---- TEXTE DE LA PAGE

Par où commence un corps humain ?
Peinture contemporaine / L'il écoute expose plusieurs grandes toiles très récentes (et aussi quelques dessins) du peintre Frantz Metzger. Un artiste qui se saisit des mystères du vivant et des corps humains, avec passion et angoisse.

Photo : Frantz Metzger, La Nuit descend, 2024. DR
Est-ce que les corps peints par Frantz Metzger (né en 1980, il vit et travaille à Lyon) s'arrachent à la matière, ou sont-ils au contraire engloutis par elle ? En phase de composition centrifuge ou en phase de décomposition centripète ? Dans une interview datant de 2017 au Petit-Bulletin, l'artiste nous répondait, les deux mon général : « J'aimerais pouvoir peindre une figure qui contiendrait tout cela : un début, une croissance et une fin mais qui, dans un sens, continuerait dans le tableau, comme la chair pourrissante continue dans la vie. » La passion du vivant et de ses énigmes pousse l'artiste vers un sacré au-delà de toute religion, anime son désir de peindre, tend son interrogation toujours renouvelée et persévérante de toile en toile.

--------
---- DONNÉES FOURNIES

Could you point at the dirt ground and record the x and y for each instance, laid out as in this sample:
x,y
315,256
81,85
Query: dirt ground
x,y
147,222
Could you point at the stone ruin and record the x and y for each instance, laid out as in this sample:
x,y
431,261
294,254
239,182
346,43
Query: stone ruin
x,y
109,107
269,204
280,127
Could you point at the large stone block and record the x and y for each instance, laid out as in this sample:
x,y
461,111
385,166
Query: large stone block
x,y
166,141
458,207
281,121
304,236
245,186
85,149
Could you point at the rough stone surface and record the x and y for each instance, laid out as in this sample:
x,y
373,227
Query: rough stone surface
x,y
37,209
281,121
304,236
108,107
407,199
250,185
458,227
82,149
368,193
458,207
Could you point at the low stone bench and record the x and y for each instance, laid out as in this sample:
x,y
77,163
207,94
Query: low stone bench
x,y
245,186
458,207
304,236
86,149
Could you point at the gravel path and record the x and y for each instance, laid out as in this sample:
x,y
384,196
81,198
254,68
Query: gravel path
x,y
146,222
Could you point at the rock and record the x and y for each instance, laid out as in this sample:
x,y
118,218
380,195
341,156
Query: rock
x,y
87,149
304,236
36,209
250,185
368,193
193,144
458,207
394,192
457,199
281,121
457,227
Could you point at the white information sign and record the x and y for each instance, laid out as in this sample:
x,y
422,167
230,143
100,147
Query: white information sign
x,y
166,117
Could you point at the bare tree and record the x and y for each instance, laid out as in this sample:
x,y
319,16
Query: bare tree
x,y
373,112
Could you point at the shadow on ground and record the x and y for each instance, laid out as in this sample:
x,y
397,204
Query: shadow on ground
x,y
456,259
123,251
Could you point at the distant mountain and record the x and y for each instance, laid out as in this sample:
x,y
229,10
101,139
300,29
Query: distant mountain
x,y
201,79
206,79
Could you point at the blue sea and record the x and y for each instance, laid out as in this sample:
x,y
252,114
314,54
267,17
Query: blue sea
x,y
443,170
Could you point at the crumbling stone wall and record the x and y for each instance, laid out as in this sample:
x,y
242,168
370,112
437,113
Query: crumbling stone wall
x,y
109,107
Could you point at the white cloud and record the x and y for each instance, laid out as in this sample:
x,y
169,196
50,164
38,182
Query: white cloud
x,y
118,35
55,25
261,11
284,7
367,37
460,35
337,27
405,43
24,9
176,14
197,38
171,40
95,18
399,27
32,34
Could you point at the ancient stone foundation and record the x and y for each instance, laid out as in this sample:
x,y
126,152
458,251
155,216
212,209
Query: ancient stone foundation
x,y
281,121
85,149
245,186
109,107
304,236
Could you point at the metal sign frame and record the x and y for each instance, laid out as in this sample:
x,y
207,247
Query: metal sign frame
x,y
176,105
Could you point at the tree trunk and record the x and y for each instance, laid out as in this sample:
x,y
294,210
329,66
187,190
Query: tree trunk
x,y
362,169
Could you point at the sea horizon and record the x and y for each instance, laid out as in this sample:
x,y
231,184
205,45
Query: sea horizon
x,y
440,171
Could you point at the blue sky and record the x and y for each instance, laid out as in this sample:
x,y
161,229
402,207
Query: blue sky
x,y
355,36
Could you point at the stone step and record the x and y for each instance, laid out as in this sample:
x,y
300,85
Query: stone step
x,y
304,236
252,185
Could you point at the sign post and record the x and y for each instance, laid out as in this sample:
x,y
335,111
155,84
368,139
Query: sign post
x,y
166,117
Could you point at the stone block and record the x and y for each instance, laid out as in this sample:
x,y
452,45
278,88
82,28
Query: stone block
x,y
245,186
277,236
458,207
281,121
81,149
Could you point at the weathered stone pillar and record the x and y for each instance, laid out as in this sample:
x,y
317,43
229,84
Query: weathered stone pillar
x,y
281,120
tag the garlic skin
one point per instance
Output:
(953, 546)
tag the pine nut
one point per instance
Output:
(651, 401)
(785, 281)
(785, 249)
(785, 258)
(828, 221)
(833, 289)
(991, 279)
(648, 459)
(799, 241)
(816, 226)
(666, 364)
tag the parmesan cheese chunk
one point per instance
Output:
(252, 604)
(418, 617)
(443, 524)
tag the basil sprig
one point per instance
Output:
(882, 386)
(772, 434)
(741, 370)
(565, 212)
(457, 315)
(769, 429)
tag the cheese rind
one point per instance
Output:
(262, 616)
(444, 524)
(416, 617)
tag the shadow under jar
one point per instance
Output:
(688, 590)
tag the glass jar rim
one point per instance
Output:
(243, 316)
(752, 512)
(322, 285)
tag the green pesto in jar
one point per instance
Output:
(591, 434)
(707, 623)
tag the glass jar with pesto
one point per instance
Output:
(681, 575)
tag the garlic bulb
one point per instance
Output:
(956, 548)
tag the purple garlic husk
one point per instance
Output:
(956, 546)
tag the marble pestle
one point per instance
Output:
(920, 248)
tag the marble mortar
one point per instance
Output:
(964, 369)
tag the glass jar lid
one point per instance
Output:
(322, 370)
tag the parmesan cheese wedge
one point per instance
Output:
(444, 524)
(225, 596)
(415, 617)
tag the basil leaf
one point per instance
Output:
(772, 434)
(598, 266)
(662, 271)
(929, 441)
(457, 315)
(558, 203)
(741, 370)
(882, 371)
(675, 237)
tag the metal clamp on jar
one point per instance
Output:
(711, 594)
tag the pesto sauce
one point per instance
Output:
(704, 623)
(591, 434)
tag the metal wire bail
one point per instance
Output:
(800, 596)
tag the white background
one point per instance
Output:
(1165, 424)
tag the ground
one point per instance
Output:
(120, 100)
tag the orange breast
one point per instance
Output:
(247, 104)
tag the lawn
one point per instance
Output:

--------

- OBJECTIF A
Selon l'article sur le peintre Frantz Metzger, qu'est-ce qui pousse l'artiste vers un sacré au-delà de toute religion ? Répondez en une à trois phrases.
- OBJECTIF B
Relevez dans l'article sur le peintre Frantz Metzger le passage qui va de « Par où commence » à « passion et angoisse. », ces deux bornes comprises.

- SOLUTION COMPLÈTE A
C'est la passion du vivant et de ses énigmes qui pousse Frantz Metzger vers un sacré au-delà de toute religion.

- SOLUTION COMPLÈTE B
Par où commence un corps humain ?
Peinture contemporaine / L'il écoute expose plusieurs grandes toiles très récentes (et aussi quelques dessins) du peintre Frantz Metzger. Un artiste qui se saisit des mystères du vivant et des corps humains, avec passion et angoisse.